--- start of DATA PROVIDED ---

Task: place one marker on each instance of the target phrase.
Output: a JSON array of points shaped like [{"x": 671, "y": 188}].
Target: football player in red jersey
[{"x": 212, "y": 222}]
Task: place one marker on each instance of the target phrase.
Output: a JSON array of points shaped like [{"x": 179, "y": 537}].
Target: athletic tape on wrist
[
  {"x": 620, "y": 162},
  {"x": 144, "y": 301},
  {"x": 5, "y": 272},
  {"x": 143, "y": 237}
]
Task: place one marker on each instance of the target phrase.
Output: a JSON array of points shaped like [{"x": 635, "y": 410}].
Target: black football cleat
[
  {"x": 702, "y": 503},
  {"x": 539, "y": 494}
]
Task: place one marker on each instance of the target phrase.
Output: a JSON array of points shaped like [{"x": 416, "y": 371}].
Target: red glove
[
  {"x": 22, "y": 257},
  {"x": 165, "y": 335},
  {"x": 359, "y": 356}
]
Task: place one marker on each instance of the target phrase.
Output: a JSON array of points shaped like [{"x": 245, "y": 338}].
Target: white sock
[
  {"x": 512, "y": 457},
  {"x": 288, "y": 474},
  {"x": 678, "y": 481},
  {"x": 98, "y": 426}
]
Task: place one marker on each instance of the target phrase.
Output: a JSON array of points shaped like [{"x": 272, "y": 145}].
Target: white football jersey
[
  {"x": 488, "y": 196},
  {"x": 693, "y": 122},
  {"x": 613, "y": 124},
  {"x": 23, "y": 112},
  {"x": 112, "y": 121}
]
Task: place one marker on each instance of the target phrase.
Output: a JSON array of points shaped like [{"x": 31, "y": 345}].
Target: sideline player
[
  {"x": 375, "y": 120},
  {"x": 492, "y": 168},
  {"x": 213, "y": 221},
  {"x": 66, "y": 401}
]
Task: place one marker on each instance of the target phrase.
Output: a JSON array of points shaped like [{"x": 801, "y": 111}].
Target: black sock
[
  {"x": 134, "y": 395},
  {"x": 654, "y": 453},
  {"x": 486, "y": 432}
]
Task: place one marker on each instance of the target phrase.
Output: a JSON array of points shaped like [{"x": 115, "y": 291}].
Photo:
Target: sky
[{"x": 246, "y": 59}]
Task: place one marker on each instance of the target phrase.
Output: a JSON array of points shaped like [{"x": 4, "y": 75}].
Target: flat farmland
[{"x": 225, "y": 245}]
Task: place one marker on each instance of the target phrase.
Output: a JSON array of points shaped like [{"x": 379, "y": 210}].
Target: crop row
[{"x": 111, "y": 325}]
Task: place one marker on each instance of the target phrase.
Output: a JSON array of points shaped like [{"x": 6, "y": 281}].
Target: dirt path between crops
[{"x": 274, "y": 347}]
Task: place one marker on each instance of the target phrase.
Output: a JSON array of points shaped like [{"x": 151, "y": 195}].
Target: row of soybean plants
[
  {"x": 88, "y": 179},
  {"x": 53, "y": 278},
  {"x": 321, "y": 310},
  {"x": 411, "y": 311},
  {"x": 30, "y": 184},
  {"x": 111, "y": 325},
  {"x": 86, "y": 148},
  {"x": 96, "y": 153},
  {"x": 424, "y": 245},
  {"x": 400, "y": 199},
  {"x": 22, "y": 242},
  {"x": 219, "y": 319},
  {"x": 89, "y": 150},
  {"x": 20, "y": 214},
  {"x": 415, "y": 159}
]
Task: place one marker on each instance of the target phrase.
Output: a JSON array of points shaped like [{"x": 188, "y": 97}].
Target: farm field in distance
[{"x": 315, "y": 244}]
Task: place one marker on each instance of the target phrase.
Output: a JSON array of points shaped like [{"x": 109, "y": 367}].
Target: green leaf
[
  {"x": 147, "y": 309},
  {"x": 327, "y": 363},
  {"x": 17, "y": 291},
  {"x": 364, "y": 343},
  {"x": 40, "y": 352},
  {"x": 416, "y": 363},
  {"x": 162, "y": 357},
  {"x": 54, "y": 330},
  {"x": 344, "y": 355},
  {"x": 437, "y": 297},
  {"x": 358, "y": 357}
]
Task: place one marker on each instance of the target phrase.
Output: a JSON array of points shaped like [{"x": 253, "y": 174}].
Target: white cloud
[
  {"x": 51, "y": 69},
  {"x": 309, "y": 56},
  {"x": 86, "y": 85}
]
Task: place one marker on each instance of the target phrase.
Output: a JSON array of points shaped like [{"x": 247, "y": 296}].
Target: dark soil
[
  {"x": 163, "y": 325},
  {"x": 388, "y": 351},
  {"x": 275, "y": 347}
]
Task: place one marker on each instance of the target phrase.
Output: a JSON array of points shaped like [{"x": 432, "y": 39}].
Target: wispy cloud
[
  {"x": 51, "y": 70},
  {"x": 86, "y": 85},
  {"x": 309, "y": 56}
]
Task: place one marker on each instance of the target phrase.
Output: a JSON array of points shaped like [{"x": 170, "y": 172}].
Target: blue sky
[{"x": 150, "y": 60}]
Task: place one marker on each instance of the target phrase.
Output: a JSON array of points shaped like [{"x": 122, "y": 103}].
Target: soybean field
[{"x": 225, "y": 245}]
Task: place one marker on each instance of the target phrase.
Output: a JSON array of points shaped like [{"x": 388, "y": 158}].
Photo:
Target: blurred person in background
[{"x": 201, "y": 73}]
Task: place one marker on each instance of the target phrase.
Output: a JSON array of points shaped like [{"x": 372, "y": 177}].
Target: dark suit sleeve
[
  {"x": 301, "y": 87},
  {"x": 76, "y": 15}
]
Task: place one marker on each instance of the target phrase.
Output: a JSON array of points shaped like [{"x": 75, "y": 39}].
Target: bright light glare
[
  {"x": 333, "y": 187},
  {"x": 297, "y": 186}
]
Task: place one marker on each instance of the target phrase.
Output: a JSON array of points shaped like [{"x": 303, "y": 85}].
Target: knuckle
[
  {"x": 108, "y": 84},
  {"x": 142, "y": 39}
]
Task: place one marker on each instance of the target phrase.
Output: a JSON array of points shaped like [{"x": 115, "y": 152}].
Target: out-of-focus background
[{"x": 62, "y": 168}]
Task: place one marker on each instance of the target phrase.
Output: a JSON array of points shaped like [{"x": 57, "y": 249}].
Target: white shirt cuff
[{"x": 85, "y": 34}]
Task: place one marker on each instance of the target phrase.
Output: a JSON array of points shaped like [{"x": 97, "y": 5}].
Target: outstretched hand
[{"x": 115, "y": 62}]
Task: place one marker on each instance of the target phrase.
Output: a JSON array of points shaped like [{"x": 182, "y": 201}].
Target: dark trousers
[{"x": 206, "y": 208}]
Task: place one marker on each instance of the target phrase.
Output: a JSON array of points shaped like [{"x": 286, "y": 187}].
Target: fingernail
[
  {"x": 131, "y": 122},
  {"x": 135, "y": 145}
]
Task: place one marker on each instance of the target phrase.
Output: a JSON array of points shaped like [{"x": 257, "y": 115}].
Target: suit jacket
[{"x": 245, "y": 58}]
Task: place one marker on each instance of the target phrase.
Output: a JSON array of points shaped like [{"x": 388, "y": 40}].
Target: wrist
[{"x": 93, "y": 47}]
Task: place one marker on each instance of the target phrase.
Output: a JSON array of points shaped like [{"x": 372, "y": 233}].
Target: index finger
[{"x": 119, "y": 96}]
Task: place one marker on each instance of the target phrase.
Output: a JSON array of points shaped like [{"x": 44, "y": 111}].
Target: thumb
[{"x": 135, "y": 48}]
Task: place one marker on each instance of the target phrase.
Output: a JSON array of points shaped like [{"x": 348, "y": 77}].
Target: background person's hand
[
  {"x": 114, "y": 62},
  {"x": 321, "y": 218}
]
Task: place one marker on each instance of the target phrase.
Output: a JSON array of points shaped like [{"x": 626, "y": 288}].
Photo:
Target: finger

--- end of DATA PROVIDED ---
--- start of DATA PROVIDED ---

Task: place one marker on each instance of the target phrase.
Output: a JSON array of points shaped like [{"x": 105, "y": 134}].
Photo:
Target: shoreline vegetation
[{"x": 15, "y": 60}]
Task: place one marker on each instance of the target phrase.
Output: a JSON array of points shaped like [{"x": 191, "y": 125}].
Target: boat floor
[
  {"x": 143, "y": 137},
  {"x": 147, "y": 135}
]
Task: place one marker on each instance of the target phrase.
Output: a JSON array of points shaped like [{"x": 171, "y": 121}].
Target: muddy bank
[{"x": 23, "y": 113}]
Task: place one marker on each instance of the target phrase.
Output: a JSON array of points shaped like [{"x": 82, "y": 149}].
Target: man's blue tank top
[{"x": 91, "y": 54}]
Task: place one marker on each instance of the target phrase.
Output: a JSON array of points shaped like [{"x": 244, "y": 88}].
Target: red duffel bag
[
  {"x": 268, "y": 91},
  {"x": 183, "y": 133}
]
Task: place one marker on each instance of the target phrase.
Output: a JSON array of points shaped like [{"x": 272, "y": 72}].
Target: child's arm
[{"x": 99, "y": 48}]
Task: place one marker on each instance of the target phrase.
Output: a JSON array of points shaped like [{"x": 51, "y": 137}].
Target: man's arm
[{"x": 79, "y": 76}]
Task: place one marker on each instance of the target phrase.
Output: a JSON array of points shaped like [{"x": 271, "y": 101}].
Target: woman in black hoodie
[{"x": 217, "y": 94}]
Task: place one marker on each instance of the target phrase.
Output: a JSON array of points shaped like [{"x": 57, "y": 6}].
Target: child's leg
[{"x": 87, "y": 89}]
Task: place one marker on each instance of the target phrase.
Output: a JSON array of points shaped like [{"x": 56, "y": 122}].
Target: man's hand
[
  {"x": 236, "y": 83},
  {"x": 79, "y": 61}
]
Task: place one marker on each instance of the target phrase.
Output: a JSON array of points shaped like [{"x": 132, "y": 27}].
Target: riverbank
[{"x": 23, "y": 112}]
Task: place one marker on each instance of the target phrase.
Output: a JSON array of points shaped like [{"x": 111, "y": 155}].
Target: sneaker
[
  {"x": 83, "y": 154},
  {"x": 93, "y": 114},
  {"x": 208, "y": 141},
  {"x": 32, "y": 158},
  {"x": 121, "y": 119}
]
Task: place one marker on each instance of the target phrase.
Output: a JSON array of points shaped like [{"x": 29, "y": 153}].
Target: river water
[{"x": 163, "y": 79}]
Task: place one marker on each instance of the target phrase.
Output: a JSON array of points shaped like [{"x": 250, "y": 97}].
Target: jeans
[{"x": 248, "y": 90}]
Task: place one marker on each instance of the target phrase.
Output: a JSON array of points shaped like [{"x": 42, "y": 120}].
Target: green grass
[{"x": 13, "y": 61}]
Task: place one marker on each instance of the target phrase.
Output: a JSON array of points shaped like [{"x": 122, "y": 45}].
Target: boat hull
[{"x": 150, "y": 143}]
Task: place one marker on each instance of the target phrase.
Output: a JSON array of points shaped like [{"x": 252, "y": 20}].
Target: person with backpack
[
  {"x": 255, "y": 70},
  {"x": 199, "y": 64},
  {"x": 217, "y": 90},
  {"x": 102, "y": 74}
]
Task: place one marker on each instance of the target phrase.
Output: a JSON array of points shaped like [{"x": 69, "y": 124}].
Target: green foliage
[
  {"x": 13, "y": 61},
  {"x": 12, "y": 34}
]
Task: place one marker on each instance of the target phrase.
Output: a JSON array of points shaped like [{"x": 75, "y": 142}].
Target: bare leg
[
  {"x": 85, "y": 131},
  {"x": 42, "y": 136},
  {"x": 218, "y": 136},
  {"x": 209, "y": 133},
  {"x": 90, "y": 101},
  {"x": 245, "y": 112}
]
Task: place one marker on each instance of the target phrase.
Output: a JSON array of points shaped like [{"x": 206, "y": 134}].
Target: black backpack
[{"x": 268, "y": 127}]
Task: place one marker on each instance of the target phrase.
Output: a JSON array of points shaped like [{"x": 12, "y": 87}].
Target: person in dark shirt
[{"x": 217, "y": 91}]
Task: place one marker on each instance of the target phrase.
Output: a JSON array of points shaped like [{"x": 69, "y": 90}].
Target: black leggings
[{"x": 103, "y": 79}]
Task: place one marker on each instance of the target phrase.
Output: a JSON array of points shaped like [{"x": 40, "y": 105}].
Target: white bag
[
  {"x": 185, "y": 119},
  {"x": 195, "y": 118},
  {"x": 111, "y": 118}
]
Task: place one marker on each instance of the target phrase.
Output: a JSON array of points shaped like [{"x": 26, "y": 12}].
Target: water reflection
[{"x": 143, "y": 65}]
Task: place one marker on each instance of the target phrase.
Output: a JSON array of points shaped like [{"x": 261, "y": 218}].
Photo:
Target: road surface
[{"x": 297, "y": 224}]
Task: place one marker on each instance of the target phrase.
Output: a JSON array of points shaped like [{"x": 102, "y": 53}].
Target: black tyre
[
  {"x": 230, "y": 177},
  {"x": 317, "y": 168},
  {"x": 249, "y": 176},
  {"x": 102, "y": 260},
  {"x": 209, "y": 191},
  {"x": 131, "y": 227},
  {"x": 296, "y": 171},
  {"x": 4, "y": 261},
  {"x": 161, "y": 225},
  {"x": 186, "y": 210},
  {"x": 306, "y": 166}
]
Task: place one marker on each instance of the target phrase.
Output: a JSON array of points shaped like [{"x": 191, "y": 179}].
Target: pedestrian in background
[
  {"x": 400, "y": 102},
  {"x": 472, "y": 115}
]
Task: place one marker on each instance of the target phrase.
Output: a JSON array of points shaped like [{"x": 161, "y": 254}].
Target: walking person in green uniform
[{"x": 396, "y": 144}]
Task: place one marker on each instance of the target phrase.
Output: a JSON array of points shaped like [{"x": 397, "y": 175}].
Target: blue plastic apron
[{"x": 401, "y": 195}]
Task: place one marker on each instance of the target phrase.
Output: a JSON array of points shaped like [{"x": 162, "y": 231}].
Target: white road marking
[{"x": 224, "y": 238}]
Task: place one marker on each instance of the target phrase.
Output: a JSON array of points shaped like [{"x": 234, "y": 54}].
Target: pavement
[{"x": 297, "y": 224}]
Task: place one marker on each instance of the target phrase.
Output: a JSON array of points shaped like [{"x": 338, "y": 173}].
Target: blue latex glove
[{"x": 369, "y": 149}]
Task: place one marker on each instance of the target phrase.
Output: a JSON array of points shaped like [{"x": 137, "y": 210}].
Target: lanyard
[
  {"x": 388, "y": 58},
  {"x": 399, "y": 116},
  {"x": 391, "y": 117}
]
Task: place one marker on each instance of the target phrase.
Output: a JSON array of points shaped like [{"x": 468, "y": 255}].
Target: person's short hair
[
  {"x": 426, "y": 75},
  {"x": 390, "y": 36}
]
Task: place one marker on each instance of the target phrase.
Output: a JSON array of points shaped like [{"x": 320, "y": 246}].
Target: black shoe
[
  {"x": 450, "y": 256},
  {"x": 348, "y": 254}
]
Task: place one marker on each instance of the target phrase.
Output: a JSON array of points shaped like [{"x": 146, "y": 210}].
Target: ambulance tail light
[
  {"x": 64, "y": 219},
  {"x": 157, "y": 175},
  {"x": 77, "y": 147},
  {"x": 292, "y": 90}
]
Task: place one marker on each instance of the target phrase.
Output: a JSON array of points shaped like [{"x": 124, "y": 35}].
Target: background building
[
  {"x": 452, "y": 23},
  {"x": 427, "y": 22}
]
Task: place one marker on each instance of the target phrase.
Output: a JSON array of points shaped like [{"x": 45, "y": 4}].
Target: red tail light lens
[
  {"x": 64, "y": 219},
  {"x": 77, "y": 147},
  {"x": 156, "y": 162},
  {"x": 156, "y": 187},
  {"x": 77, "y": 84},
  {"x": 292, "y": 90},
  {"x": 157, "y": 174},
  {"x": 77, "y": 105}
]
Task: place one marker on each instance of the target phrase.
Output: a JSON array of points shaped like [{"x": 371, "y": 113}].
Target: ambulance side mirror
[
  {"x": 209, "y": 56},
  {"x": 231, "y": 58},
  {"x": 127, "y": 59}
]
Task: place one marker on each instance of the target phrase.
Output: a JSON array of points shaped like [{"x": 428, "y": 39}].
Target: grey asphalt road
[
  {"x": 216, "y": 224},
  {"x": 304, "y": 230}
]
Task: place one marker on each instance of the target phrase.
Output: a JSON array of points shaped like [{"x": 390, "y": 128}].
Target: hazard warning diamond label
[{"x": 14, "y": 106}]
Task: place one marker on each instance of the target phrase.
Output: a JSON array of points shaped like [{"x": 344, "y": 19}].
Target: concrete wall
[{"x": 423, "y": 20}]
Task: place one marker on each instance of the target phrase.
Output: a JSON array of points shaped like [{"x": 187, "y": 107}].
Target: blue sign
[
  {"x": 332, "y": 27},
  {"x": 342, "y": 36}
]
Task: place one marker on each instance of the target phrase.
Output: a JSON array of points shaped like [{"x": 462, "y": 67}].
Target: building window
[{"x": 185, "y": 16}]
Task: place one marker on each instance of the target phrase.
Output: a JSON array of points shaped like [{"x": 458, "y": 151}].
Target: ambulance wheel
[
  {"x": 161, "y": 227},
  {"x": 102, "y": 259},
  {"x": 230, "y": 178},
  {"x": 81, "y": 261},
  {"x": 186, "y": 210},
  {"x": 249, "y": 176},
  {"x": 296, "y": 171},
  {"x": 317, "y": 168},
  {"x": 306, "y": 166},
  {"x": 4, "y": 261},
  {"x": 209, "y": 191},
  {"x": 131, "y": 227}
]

--- end of DATA PROVIDED ---

TASK
From the records above, pull out every line containing the word "shirt" and copy each one in full.

TASK ANSWER
Target: white shirt cuff
Target: person in dark shirt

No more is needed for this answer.